* Start Records provided *

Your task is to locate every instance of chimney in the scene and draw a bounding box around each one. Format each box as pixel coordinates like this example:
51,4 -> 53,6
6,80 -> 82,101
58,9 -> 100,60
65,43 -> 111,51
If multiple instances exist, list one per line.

* End Records provided *

◆ What is being asked
Please reproduce the material above line for line, without changing anything.

◆ Answer to this problem
Your task is to locate every instance of chimney in the scene and draw a bounding box around each one. Format each box as pixel coordinates like this example:
51,4 -> 53,6
6,80 -> 82,101
58,9 -> 100,60
65,43 -> 111,51
If multiple instances exist, list one per line.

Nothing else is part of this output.